Your answer is the lines from the one that has "Target: river water" through the last line of the records below, retyped exactly and alone.
──────── TASK DATA ────────
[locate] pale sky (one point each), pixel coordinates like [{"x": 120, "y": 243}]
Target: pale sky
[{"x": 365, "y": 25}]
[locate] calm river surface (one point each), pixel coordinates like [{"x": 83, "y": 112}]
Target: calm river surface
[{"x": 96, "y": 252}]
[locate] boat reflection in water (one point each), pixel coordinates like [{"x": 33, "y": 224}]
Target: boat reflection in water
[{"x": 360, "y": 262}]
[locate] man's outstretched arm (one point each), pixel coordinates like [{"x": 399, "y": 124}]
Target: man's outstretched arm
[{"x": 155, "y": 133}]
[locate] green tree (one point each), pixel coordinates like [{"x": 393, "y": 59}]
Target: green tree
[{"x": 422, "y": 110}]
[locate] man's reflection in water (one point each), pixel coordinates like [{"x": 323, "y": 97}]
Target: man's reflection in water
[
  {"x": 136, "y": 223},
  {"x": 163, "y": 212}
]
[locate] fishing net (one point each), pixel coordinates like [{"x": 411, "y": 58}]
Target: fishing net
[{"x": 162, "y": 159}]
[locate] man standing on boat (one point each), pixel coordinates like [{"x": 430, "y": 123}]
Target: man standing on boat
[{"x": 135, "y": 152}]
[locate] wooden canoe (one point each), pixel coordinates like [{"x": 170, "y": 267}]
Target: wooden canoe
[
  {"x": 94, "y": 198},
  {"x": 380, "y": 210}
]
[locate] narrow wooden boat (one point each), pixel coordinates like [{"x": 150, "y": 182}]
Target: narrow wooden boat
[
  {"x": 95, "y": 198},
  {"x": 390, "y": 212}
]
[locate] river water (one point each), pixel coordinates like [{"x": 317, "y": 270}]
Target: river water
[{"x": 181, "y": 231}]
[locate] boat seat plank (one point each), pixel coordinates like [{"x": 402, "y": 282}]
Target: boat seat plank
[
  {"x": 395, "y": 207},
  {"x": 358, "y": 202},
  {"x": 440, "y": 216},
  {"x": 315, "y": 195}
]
────────
• [SOLUTION TO THIS PROBLEM]
Target: river water
[{"x": 181, "y": 231}]
[locate] boat seat plank (one point each), pixel coordinates like [{"x": 402, "y": 282}]
Target: boat seat plank
[
  {"x": 395, "y": 207},
  {"x": 358, "y": 202},
  {"x": 440, "y": 216},
  {"x": 315, "y": 195}
]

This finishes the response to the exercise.